--- start of PASSAGE GIVEN ---
So of course, that has been a growth engine. When they come back, they need to have a digital platform, both fixed wise access and mobility is playing in here. They need broadband in the store or whatever they have in order to make the digital connection to the customer. So that’s really have been an important piece in the market.

On the large enterprise, that’s always sort of the same. You have a group of large enterprise doing enormous transformation. Digitalization needs a lot of bandwidth technology. You have a couple that have a challenges situation, don’t spend so much, and then you have the one that use BAU. That’s the same.

One trend we see, I would say is historically in large enterprise and we saw a lot to bring your own device. They let their employees bring their own device. We see that in some cases right now with security concerns that actually the large enterprises start catering for phones again because they want to control the environment and the security on this device that sometimes is doing 80% of the workload.

So that’s a good opportunity for us. We see a lot of opportunities in your sector. For example, I think it’s pretty important. Then we need to remember, we have a sector decline in the Y line piece of it, because that’s where sort of the transformation is ongoing. We saw in the second quarter decline. Our work is to both take out cost at the same time to see that our customer going to the new areas like mobility, fiber, 5G Mobile Edge Compute, new solutions that we’re doing and accepting that and that was the whole strap for us both to grow, but also improve our profitability over time.

Brett Feldman

I’m going to come back to some of the broader business segment questions in just a minute, but I do want to follow up just on the mobility side. When we listen to your competitors in the wireless space, they all say we are under indexed to the business segment, and we think we have an opportunity to take share. So they definitionally, they mean from you. What gives you confidence that you can protect and grow your business mobility business, even as they focus more?

Hans Vestberg

The network, we have clear the best network, and if it’s a governmental service, public safety, if it’s small and medium, they need the reliable and the best network. Our network is already the best, and we’re just adding C-band. So I think that really giving confidence.

Then the second part, when it comes to business, the business, you need the distribution channel that you don’t build up in two weeks, and that we have built over years and have relationship with large enterprises, government, small and medium in every local community that is really key differentiator here. So we are confident that we have a great portfolio. We’re products and we have a great customer relation. We are pushing hard every day to continue to earn that business and yeah…

Brett Feldman

So on the business wireline piece of the business segment, there’s obviously been secular pressures as their customers move off legacy services? You’re getting away from low margin businesses. I think exacerbates the top line pressure. What’s the right way of thinking about the outlook for that part of the segment? And then how does that ultimately translate into the outlook you have for overall business segment EBITDA on the path to better margins and growth there?
--- end of PASSAGE GIVEN ---
--- start of INFORMATION GIVEN ---
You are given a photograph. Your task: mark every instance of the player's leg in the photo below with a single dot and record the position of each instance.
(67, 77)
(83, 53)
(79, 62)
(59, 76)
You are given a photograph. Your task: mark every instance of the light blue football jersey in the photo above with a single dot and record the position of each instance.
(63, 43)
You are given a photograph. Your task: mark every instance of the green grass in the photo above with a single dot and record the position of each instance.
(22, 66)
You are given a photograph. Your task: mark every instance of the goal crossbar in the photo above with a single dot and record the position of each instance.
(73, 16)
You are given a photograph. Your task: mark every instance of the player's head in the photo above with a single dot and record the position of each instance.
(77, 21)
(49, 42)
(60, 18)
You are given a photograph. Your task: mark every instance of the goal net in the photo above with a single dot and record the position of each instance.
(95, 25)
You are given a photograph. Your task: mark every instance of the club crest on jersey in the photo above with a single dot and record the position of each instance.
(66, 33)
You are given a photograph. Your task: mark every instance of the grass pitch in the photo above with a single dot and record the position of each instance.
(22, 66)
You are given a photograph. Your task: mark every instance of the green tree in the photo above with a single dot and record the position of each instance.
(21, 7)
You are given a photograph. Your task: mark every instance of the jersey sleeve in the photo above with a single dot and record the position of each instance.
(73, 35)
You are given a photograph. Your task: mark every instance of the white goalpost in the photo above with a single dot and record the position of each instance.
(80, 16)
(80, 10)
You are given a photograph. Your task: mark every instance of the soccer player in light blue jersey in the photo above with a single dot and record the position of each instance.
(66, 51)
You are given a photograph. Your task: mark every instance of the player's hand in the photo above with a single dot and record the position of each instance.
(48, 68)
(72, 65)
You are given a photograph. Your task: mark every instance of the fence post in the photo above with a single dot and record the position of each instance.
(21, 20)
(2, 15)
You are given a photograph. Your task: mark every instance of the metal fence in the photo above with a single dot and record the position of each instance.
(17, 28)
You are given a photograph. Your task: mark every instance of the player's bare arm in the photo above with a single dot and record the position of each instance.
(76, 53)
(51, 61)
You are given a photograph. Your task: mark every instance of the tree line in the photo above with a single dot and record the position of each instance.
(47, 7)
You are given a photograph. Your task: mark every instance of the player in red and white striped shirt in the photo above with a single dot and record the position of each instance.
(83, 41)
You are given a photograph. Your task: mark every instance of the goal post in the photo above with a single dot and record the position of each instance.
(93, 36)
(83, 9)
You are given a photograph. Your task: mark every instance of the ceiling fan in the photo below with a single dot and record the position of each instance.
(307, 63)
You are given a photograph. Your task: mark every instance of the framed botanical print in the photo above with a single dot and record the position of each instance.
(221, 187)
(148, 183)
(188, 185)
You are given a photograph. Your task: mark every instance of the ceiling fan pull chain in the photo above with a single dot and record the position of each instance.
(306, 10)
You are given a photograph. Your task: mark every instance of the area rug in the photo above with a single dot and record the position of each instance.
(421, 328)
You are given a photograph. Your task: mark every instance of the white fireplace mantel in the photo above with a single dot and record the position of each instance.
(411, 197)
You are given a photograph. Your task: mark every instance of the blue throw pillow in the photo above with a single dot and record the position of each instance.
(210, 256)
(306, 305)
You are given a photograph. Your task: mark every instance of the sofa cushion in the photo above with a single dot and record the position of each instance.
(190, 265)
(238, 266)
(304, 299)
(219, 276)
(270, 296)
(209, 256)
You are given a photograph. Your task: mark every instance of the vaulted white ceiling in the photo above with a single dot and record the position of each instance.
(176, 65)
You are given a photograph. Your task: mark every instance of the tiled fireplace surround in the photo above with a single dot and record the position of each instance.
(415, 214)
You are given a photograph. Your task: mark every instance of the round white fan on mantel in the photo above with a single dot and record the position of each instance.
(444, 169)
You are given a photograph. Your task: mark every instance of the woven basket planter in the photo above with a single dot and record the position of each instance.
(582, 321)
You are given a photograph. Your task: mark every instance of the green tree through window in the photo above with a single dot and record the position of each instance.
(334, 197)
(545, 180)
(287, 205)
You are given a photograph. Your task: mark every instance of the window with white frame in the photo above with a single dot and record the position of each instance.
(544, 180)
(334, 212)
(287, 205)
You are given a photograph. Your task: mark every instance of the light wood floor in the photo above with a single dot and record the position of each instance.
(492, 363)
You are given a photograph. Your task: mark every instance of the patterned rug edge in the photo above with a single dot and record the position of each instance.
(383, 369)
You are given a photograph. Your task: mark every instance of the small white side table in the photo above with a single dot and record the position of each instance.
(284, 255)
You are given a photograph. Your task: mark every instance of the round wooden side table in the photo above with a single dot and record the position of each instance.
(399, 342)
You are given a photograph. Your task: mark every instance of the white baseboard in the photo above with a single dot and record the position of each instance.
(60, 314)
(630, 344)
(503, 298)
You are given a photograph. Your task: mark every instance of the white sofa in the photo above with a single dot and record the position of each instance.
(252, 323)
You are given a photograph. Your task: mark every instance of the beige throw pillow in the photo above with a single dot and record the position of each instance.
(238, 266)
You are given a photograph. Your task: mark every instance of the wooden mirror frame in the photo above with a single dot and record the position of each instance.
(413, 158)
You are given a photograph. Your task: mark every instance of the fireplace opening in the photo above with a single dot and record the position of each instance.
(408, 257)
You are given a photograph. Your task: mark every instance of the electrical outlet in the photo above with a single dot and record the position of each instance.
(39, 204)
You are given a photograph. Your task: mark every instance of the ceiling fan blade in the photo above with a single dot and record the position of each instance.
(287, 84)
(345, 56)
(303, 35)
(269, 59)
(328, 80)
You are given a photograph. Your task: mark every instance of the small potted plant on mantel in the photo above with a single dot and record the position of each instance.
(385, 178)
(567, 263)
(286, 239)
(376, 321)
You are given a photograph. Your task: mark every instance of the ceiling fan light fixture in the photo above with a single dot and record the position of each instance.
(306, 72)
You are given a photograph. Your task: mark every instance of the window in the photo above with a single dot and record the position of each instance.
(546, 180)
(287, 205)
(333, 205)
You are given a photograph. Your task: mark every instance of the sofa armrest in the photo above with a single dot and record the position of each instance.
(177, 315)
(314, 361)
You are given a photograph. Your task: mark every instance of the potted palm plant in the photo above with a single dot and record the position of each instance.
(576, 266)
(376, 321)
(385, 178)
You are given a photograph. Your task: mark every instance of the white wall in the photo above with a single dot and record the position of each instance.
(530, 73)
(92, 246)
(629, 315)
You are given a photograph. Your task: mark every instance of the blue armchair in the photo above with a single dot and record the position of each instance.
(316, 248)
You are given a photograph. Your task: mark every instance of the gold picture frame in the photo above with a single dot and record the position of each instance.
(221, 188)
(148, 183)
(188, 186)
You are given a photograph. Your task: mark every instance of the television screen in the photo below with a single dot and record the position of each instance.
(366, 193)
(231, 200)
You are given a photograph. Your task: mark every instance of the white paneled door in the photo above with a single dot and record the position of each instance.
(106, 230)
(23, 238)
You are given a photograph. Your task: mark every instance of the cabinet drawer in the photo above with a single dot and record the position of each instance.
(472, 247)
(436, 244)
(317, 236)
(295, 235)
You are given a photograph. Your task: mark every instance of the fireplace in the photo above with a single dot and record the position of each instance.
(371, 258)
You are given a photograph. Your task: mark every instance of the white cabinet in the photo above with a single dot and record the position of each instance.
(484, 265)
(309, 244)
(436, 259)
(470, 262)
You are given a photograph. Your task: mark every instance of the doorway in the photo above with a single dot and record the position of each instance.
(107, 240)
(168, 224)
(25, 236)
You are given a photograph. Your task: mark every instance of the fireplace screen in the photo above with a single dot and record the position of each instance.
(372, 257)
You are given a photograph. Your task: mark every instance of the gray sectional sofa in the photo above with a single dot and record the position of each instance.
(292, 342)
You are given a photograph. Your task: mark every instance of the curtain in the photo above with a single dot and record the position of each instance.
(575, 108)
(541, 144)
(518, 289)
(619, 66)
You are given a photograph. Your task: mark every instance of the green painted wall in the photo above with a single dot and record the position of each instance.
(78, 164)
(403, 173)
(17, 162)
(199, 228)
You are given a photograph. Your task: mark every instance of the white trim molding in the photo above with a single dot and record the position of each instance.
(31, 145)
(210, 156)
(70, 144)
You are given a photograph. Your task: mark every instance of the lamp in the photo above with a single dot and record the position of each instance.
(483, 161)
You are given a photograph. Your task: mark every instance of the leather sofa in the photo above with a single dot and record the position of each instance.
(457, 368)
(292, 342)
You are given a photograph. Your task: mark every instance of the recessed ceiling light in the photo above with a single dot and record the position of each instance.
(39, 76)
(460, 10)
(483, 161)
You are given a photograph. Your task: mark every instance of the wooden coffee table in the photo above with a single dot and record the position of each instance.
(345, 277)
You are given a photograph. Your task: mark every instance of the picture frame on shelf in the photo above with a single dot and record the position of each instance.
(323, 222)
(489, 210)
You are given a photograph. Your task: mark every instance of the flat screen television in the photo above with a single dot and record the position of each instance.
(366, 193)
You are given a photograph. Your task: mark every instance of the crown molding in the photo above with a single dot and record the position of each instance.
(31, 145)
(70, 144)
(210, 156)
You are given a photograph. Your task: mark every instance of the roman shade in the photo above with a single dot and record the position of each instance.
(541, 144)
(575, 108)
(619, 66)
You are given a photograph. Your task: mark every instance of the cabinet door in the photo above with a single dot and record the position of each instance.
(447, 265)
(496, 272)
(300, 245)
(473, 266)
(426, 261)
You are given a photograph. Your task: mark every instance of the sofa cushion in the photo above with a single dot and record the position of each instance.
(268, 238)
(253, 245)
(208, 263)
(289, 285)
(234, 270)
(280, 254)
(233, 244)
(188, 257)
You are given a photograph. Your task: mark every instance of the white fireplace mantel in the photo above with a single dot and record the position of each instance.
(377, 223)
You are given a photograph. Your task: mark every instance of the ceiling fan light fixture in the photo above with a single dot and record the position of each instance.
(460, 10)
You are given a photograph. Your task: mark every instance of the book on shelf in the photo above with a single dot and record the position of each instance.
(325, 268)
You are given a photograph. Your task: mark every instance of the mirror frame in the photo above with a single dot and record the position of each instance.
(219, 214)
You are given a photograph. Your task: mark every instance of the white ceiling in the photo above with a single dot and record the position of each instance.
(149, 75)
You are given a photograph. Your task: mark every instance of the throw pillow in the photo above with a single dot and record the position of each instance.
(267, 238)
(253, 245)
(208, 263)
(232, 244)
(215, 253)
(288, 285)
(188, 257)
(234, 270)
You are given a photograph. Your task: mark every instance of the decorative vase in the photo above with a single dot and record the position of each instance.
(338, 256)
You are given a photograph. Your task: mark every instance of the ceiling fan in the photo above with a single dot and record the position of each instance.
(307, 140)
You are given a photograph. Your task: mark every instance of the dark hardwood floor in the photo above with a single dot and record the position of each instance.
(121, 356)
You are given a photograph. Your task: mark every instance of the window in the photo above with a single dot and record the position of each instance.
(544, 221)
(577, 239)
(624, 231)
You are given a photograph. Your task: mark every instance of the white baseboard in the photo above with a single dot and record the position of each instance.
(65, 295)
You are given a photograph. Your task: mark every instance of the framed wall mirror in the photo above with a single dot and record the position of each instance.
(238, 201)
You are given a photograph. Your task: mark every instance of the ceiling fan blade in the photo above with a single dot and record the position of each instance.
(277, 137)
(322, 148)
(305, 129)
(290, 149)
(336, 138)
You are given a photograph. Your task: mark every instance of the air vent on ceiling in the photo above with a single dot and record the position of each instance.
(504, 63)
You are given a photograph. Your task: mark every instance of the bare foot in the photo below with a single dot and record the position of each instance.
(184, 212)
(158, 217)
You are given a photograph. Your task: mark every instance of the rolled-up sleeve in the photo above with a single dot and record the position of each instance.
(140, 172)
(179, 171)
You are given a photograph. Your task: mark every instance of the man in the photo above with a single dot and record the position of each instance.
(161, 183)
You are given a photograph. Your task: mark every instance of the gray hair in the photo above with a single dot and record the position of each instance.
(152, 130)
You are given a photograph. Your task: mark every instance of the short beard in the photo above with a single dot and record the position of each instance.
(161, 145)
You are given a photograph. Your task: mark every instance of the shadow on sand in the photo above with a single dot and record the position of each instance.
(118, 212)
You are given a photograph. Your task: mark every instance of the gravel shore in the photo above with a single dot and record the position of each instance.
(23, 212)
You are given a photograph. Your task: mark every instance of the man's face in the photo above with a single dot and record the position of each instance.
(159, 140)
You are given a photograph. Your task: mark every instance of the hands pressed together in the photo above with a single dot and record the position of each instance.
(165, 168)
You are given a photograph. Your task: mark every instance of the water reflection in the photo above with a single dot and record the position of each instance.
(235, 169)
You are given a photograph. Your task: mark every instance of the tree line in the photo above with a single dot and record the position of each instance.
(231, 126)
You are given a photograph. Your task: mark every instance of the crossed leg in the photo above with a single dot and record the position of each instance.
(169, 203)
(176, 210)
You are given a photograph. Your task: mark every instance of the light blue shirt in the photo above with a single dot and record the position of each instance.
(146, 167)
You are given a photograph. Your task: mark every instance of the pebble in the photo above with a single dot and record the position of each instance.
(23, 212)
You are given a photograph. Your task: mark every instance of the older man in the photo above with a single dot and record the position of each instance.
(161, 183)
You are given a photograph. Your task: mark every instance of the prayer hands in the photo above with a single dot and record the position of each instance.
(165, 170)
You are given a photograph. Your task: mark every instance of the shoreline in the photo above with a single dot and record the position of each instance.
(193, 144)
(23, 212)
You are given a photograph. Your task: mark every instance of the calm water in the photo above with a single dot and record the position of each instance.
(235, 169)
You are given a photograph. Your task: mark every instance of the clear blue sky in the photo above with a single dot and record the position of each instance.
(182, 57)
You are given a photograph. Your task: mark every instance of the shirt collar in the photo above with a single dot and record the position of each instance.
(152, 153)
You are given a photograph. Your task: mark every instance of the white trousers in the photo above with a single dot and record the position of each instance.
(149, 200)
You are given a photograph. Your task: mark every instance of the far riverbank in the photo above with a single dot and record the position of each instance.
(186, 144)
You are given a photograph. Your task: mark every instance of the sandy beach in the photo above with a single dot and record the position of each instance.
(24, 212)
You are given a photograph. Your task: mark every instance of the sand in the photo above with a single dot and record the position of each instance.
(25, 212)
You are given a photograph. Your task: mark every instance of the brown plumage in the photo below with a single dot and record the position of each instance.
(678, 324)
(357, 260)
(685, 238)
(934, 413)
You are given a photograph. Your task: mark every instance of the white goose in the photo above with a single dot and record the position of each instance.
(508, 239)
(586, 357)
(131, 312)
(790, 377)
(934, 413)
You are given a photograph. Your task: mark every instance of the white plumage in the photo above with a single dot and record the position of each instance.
--- end of INFORMATION GIVEN ---
> [WHAT IS ASKED]
A - In the transcript of the business discussion, what share of the workload does the speaker say phones are sometimes handling at large enterprises?
B - Extend the transcript of the business discussion past its final line.

> [RESULTS FOR THE EXERCISE]
A - Sometimes 80% of the workload.

B -
Hans Vestberg

Yeah. I think we’re going to see this secular decline continuing, and that’s what we are expecting. We’re offsetting that with [ph] band solutions where we are the leader, but also offsetting with fiber solutions that we have offsetting with mobile edge compute solution and mobility to fix wireless access. So we’re trying to offset all of that decline. At the same time we continue to take out cost constantly and sometimes we don’t talk enough about it, but our biggest transformation projects are enormous. It’s billions of dollars that need to get out every year and we just continue to ramp that’s up in order to be even more efficient as an organization.

So ultimately our goal is in the business segment to be over 25% EBITDA. We have new management right now. Sam [ph] came in as a new CEO. Tammy had done a great job to put that in place. We all need to remember this was four distinct areas of businesses that never have worked together, own systems and all of it, we are bringing that together. And we do that because we believe that this is such an important segment and we believe that we definitely can grow the profitability of the time here. And it goes back to the main strategy, one network as much a connectivity on top of it in order to have the best return on investment on that invested capital.

Brett Feldman

You mentioned cost transformation as part of that equation. You’ve been focused on this for a while. Obviously the inflationary environment makes taking costs out of the business a bit harder. What are you seeing right now from inflation standpoint? Is it changed at all from when you updated your outlook a few weeks ago?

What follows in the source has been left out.